* **INFORMATION PROVIDED**
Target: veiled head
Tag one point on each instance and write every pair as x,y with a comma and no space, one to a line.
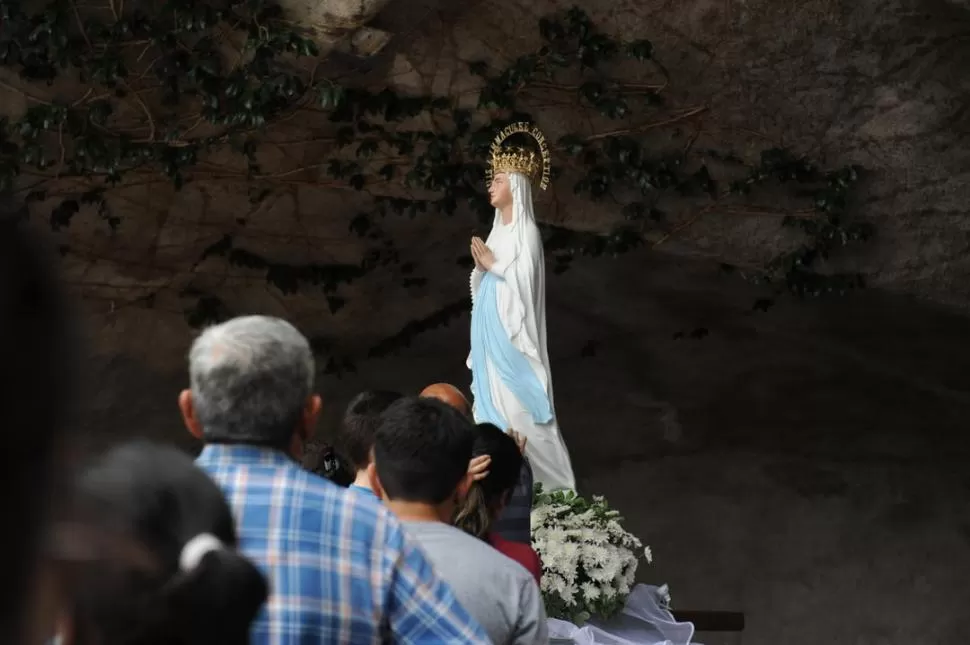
500,190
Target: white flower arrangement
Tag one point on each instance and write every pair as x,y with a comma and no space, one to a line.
589,562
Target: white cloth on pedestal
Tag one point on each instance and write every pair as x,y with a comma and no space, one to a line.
643,621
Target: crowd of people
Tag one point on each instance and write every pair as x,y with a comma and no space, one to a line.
428,544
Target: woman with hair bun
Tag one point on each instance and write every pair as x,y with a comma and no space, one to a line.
149,556
488,497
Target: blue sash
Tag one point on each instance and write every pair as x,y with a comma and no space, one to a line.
491,344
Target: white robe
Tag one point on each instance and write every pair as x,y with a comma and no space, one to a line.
521,294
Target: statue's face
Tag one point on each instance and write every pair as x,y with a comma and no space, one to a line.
500,192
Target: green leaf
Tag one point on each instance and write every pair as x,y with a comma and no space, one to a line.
640,50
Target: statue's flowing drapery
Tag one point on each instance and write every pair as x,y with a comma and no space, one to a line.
511,378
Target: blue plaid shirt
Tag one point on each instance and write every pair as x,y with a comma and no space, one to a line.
339,566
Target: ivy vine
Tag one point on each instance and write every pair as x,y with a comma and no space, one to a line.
161,95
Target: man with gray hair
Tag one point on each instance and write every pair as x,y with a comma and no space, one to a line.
339,566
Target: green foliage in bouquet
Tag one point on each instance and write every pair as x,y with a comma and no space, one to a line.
589,561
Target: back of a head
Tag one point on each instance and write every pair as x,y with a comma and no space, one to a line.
37,352
506,463
449,394
251,377
422,449
359,425
181,582
477,512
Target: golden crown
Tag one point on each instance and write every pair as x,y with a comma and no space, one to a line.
535,166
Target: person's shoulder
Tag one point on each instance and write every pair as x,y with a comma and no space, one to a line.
486,554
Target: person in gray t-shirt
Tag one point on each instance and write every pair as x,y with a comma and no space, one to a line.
421,453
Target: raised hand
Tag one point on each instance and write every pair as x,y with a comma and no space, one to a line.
478,467
483,256
520,440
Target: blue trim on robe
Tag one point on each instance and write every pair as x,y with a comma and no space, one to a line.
491,344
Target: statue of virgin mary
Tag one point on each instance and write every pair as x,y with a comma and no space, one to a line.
509,360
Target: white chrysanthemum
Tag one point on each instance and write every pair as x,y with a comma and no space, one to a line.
589,561
590,591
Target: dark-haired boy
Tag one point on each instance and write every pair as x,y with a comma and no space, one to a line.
421,451
355,439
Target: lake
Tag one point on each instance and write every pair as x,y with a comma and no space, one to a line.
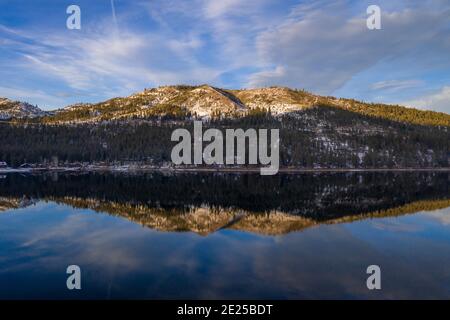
225,235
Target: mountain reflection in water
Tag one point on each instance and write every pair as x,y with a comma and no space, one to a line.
223,235
205,203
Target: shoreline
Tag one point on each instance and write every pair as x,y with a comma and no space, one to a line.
126,169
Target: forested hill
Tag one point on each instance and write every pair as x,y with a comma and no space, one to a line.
315,131
209,102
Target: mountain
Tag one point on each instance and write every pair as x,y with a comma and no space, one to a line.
14,109
208,102
315,131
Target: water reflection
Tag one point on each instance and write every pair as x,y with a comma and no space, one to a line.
199,243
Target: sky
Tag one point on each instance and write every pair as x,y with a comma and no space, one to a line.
322,46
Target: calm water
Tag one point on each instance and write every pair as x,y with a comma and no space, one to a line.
225,235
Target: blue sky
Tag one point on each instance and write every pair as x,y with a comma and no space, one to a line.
321,46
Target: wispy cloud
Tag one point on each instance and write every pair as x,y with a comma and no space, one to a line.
395,85
322,46
437,100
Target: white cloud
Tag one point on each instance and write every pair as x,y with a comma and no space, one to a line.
321,49
395,85
438,101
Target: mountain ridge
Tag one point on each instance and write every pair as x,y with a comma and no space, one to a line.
205,101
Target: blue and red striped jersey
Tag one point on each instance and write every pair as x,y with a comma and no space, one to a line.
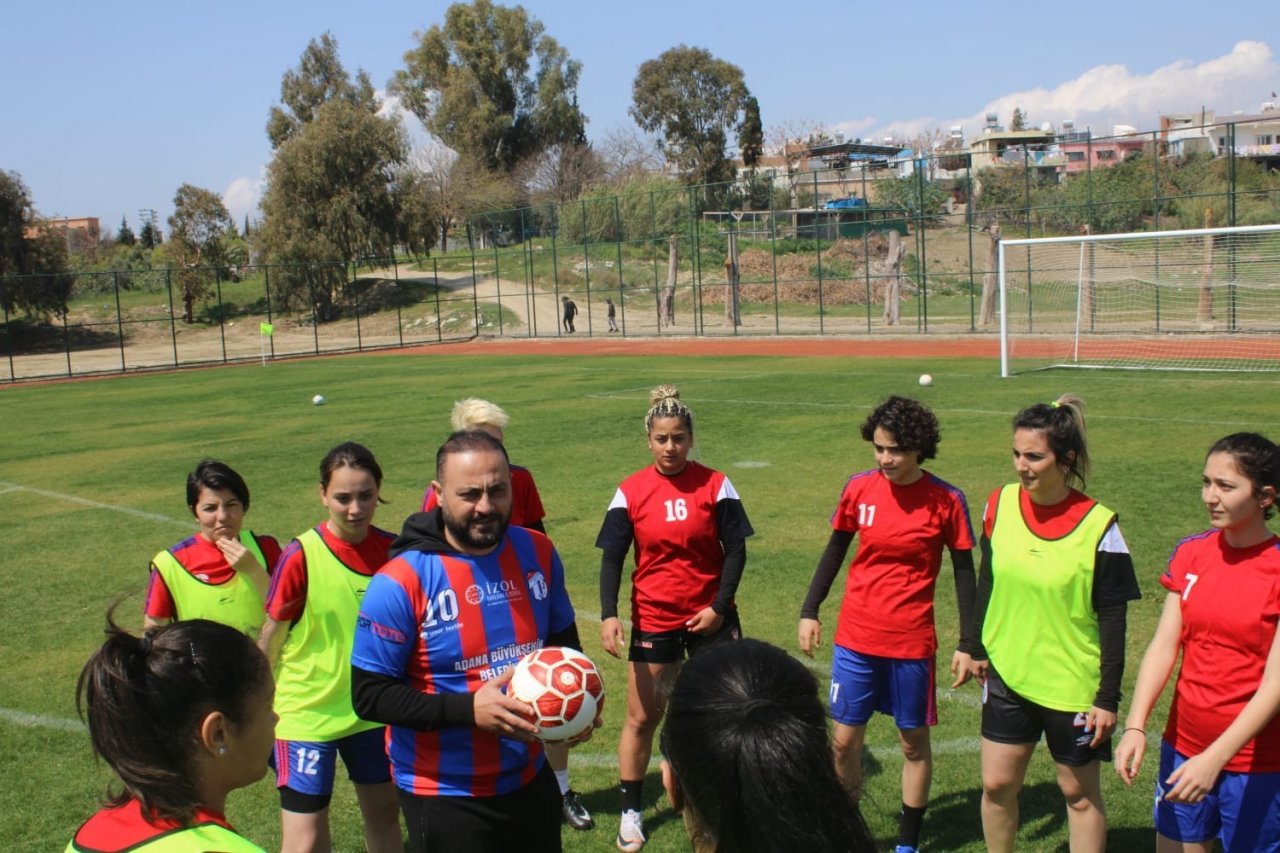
447,623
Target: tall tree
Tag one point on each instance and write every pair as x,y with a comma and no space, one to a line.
319,78
150,236
329,201
492,85
558,174
693,101
449,187
197,242
35,254
328,196
750,141
126,236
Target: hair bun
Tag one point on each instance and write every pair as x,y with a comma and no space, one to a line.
663,392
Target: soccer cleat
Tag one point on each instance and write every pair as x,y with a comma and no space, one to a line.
575,812
631,831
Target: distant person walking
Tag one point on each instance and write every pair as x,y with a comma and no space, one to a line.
570,313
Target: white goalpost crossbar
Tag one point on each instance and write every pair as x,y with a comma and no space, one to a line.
1205,299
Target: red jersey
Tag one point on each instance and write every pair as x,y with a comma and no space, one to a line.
288,592
202,559
901,532
526,506
124,828
677,525
1230,603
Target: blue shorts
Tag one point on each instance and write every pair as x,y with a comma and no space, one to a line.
309,766
903,688
1243,810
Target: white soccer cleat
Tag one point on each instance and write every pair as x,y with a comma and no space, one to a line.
631,831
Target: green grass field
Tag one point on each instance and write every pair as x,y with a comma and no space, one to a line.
92,484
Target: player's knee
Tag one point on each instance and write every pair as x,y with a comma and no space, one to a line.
1078,797
915,746
1000,787
300,803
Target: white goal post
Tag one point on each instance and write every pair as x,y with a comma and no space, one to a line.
1205,299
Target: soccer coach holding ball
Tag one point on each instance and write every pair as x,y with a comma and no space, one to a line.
440,628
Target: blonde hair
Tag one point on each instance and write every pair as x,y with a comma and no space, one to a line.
474,413
664,402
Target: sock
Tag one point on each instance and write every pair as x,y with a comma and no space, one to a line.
909,825
631,794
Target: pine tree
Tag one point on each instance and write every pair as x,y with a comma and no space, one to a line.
126,236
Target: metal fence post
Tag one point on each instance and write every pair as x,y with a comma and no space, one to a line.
119,319
173,324
222,311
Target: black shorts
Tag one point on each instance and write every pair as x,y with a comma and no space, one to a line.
524,821
672,647
1008,717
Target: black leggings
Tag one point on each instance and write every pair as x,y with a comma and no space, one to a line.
522,821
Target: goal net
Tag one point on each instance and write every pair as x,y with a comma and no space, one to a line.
1175,300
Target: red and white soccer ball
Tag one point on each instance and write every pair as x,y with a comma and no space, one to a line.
565,689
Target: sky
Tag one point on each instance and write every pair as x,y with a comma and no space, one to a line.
109,108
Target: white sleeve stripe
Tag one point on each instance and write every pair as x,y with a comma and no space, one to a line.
727,492
1112,541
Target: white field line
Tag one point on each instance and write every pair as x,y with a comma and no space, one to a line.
634,393
95,505
40,721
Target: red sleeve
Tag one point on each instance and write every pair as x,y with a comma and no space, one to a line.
1174,578
159,600
959,533
270,551
845,518
288,592
988,512
534,510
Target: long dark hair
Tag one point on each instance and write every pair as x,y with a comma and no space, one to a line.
214,475
746,738
1063,424
1257,457
145,697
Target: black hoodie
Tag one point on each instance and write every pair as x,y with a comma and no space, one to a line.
383,698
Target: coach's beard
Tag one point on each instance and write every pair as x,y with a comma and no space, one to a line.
479,532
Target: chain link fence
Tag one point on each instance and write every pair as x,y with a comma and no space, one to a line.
886,246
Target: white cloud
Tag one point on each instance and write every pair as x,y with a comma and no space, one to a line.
242,195
1109,95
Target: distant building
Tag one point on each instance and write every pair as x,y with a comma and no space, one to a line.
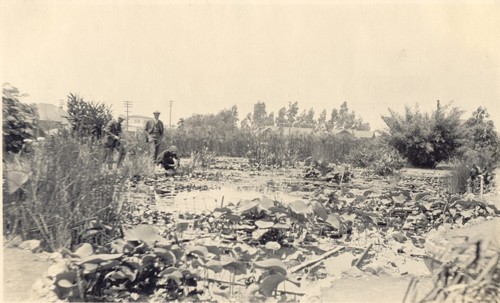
136,123
360,134
288,131
50,117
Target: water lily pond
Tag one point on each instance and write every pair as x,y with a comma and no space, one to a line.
198,201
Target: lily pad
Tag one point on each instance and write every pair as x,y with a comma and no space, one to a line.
274,264
99,258
84,251
319,210
266,203
144,233
270,283
334,220
271,245
300,207
264,224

* **WORK ORDER**
Whenever a line above includes the string "green", copy it.

* **EXERCISE OUTPUT**
Target: green leaf
Target: green foliage in bouquet
Target: green grass field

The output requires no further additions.